Supplied passage:
####################

Bounty week for shark lovers

By Nick Grant

Rugby league hero fronts seven days of shark-infested TV, writes Nick Grant

Andrew Ettinghausen, host of Discovery Channel's Shark Week.
Andrew Ettinghausen, host of Discovery Channel's Shark Week.

Just when you thought it was safe to go back in the water, Shark Week has returned to make you reconsider your bathing options.

Subscription telly's long-running institution (it started in the US 26 years ago, and has played on both sides of the Tasman for the past 18) kicks off tonight on Discovery Channel with a couple of shows - Great White Serial Killer at 7.30pm and Return of Jaws at 8.30pm - likely to make many viewers stick to landlocked swimming pools from now on.

Not that Discovery is promoting the outdated, erroneous idea that sharks spend all their time lurking in shallow water waiting for unwary humans to prey on. Oh no, no, no.

Indeed, the publicity material for the annual ferocious fish fest is as much about rehabilitating sharks' public image as it is about promoting the programmes playing this week, urging viewers "to remember that when it comes to sharks, humans are the predator".

It's a point that Andrew 'ET' Ettingshausen is keen to emphasise.

The Aussie rugby league hero has hosted Shark Week in NZ and Oz for four years now (he was offered the gig on the strength of his career playing for the Cronulla Sharks and the fishing show, Escape with ET, he's been making since retiring from footy). He has lots of facts and figures about things with fins at his disposal. The most jaw-dropping one is the humans versus sharks scoreline.

"Every year 100 million sharks are killed by humans," he says. "It's hard to fathom there'll be any left soon, with that many getting hammered."

On the other side of the ledger are about 100 confirmed shark attacks a year worldwide, of which maybe 20 per cent are fatal. In most instances those deaths would be a case of manslaughter, not cold-blooded murder. The vast majority of sharks "don't actually like to eat humans, they normally have a bite and go 'yuck' and spit it back out. The problem is, it might just be a nibble for them but they're taken a limb and so you bleed to death ..."

There are some simple "don'ts" you can observe to ensure the chances of that happening to you are minimal, he says. "If you know a place where great whites visit each year?

####################

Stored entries
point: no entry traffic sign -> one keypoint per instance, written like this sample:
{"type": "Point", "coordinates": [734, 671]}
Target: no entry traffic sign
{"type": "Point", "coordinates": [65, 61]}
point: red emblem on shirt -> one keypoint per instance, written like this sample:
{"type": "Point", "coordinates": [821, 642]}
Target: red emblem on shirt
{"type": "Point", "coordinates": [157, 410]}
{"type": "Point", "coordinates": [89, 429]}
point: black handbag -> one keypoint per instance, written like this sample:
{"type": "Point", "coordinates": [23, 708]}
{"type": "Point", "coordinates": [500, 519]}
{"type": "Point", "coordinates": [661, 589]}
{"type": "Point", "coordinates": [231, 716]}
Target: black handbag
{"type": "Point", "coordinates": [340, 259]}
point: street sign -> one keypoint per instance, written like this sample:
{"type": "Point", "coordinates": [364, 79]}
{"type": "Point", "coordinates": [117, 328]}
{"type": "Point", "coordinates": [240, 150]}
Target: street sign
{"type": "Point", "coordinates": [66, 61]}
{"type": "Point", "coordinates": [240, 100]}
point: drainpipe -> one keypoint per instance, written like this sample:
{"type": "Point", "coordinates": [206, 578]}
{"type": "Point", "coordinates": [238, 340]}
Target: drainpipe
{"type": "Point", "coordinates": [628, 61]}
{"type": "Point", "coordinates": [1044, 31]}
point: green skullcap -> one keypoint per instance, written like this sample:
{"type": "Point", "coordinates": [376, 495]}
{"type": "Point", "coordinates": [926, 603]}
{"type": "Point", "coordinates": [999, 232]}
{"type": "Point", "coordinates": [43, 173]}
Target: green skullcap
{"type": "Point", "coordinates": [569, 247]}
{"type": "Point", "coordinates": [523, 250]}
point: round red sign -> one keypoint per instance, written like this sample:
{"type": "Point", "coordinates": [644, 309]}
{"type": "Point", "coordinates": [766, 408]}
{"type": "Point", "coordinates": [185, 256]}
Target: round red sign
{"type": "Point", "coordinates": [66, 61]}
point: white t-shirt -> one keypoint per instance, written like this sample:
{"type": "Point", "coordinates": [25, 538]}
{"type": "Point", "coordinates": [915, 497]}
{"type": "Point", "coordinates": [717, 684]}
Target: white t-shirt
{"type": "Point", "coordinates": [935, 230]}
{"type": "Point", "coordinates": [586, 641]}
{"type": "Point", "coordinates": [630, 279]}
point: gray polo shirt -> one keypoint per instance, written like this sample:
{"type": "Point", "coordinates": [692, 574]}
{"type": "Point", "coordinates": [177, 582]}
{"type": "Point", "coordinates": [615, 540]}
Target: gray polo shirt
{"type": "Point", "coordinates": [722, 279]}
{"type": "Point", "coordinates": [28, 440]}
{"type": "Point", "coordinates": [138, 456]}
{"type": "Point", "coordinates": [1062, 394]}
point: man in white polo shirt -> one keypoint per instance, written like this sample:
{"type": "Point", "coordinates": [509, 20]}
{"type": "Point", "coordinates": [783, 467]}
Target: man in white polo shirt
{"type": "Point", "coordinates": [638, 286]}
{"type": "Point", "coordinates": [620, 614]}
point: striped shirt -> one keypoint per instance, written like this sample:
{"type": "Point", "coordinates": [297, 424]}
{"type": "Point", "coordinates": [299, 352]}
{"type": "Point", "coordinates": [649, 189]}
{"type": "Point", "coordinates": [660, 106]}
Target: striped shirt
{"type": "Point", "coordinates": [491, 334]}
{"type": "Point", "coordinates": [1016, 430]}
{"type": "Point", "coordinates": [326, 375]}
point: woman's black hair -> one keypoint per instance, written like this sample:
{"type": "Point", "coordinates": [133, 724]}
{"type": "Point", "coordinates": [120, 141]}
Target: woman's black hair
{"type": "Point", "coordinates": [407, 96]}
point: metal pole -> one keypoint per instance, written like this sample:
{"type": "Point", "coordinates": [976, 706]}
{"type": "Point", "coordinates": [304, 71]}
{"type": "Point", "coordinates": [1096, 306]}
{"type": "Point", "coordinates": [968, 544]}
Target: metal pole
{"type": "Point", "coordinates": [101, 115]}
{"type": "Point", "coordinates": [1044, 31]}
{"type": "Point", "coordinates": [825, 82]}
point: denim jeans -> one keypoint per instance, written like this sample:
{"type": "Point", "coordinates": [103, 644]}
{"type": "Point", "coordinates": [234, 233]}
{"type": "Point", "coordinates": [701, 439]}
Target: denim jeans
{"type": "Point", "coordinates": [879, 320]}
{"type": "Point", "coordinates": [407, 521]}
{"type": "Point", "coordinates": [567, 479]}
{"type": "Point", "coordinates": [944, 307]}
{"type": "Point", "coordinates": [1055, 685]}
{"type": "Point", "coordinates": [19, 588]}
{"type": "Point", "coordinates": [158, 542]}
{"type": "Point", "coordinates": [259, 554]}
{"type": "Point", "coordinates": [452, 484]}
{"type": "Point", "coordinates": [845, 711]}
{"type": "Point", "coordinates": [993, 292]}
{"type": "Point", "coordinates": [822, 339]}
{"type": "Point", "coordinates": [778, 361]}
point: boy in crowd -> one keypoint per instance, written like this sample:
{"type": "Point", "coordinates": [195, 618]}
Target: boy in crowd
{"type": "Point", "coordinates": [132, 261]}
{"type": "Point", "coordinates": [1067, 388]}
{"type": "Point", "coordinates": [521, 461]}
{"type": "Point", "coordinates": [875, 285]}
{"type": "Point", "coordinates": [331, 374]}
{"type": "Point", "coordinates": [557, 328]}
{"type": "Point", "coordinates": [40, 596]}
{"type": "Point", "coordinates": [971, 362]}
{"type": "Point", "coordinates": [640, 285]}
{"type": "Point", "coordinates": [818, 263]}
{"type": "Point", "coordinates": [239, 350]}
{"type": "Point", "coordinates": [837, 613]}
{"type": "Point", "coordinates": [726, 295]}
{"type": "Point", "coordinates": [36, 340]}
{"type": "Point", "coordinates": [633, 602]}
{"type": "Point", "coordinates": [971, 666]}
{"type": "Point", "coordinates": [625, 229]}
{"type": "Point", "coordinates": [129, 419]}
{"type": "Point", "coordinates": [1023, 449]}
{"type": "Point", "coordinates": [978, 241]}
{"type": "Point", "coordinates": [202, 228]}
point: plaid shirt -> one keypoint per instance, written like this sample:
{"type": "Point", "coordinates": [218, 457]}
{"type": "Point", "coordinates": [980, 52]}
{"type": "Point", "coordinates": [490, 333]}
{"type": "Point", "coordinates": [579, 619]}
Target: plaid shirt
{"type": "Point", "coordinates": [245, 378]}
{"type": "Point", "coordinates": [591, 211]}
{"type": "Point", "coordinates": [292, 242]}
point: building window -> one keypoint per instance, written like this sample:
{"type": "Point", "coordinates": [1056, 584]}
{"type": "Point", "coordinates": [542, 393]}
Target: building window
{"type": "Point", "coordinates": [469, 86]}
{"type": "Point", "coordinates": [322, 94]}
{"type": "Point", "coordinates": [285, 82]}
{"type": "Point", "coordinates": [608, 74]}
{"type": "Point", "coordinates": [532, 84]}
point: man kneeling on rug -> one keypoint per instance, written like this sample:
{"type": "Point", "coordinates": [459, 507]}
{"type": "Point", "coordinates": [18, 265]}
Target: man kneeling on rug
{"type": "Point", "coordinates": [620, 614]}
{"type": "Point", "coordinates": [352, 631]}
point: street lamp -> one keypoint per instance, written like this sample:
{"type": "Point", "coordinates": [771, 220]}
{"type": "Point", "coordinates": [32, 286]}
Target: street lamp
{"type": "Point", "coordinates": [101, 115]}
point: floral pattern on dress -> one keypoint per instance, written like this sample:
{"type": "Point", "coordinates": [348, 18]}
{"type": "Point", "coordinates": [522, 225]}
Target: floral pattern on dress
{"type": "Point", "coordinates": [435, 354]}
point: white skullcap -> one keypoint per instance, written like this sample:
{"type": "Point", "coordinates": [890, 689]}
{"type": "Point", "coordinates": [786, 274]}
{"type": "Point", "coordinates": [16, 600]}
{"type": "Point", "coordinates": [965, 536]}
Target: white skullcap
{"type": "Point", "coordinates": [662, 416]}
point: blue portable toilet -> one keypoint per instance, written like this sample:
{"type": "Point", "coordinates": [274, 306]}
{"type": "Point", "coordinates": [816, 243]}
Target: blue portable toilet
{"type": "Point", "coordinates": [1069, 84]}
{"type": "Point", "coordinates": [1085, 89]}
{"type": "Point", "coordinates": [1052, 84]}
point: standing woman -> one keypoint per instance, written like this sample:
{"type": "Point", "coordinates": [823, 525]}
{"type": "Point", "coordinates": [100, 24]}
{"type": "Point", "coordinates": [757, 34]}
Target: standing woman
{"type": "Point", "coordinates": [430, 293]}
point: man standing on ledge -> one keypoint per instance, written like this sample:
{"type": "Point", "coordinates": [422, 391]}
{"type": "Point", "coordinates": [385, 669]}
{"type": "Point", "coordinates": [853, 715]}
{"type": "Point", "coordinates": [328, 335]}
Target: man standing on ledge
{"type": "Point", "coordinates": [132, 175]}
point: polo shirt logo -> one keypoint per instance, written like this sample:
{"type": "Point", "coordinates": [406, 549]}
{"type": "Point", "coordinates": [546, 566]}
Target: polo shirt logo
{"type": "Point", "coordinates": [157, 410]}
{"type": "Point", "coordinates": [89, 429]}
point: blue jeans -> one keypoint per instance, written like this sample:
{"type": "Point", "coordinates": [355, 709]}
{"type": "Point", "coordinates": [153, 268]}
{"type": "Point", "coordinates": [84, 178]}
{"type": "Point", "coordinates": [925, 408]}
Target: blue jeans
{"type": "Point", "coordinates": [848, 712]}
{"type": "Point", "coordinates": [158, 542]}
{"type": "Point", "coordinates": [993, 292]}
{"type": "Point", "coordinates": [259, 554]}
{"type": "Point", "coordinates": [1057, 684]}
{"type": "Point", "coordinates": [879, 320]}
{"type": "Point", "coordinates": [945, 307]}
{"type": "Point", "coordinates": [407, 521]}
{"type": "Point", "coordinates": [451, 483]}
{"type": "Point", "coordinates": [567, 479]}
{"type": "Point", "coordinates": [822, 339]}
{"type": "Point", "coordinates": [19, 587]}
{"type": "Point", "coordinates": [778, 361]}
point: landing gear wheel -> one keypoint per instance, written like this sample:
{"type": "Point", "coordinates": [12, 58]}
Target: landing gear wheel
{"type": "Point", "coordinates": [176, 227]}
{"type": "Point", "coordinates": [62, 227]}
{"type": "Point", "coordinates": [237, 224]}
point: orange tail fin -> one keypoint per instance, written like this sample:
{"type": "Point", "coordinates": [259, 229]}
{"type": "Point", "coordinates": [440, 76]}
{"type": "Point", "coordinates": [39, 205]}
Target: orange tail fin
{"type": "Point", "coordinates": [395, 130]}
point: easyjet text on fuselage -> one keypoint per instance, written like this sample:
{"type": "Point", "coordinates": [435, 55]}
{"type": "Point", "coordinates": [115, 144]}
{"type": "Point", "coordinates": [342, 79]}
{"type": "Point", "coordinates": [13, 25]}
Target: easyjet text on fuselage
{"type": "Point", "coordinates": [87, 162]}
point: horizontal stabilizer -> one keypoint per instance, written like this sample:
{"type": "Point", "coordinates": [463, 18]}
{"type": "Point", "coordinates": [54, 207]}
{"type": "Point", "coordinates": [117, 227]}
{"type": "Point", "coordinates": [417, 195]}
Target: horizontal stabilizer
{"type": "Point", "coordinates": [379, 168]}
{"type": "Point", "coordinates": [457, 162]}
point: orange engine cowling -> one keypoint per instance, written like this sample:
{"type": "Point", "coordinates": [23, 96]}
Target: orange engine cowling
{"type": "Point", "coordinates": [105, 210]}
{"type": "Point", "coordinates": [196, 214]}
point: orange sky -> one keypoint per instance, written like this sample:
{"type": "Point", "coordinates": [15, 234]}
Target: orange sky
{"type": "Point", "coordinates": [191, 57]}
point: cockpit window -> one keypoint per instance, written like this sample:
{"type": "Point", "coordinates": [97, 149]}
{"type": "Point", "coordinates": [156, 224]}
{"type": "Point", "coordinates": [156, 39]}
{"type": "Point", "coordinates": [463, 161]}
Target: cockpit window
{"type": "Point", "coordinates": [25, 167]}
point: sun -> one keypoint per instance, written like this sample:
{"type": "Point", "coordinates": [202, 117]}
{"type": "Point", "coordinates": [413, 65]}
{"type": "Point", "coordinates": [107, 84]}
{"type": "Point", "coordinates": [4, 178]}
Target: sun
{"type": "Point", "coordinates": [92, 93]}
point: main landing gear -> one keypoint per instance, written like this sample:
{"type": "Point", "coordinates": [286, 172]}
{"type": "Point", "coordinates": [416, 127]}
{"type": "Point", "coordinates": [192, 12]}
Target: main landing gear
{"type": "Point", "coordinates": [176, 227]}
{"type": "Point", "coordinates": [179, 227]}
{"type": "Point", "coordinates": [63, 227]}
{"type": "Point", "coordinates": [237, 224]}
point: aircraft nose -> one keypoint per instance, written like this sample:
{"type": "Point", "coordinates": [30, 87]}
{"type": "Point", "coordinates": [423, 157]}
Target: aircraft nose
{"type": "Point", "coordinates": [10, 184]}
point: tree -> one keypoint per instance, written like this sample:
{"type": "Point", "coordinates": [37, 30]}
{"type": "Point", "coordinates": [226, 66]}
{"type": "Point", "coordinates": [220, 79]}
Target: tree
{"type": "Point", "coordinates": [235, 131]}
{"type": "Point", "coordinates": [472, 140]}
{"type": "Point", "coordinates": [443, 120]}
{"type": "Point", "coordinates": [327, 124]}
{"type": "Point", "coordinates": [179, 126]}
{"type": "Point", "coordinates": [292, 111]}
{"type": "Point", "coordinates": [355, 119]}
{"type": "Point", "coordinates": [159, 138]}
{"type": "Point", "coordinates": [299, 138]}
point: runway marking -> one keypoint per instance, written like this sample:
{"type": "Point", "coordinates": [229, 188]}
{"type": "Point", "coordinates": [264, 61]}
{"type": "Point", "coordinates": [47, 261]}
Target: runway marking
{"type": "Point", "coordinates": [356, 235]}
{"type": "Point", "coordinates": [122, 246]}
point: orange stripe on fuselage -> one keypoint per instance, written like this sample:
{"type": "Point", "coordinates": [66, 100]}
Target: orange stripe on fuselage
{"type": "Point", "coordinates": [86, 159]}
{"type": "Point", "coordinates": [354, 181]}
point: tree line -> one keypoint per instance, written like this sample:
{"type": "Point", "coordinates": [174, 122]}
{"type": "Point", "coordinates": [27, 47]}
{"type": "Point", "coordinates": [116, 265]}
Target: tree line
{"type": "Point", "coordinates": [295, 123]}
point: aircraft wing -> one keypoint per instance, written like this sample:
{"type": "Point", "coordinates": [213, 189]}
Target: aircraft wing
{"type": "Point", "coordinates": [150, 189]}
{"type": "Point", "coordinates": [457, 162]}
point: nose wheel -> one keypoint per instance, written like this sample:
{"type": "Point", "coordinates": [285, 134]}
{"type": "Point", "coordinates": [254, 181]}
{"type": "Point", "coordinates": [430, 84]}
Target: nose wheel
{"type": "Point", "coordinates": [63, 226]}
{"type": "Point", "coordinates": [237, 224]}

####################

Written tasks:
- a) In the shark article, swap "manslaughter" for "accidental killing" and give the passage starting at "On the other" and ending at "visit each year?" with that change.
- b) Render the stored-entry rows, starting at the line containing "point: tree line" and ending at the last stored entry, as a two-column CSV with the header input,output. Use one line per row, put each row's text and its answer in quoted fields, and turn line breaks into spaces.

Answers to the exercises:
- a)
On the other side of the ledger are about 100 confirmed shark attacks a year worldwide, of which maybe 20 per cent are fatal. In most instances those deaths would be a case of accidental killing, not cold-blooded murder. The vast majority of sharks "don't actually like to eat humans, they normally have a bite and go 'yuck' and spit it back out. The problem is, it might just be a nibble for them but they're taken a limb and so you bleed to death ..."

There are some simple "don'ts" you can observe to ensure the chances of that happening to you are minimal, he says. "If you know a place where great whites visit each year?

- b)
input,output
"point: tree line -> one keypoint per instance, written like this sample: {""type"": ""Point"", ""coordinates"": [174, 122]} {""type"": ""Point"", ""coordinates"": [27, 47]} {""type"": ""Point"", ""coordinates"": [116, 265]} Target: tree line","{""type"": ""Point"", ""coordinates"": [295, 123]}"
"point: aircraft wing -> one keypoint per instance, written like this sample: {""type"": ""Point"", ""coordinates"": [213, 189]} Target: aircraft wing","{""type"": ""Point"", ""coordinates"": [150, 189]} {""type"": ""Point"", ""coordinates"": [457, 162]}"
"point: nose wheel -> one keypoint per instance, written like this sample: {""type"": ""Point"", ""coordinates"": [285, 134]} {""type"": ""Point"", ""coordinates"": [254, 181]} {""type"": ""Point"", ""coordinates"": [430, 84]} Target: nose wheel","{""type"": ""Point"", ""coordinates"": [63, 226]} {""type"": ""Point"", ""coordinates"": [237, 224]}"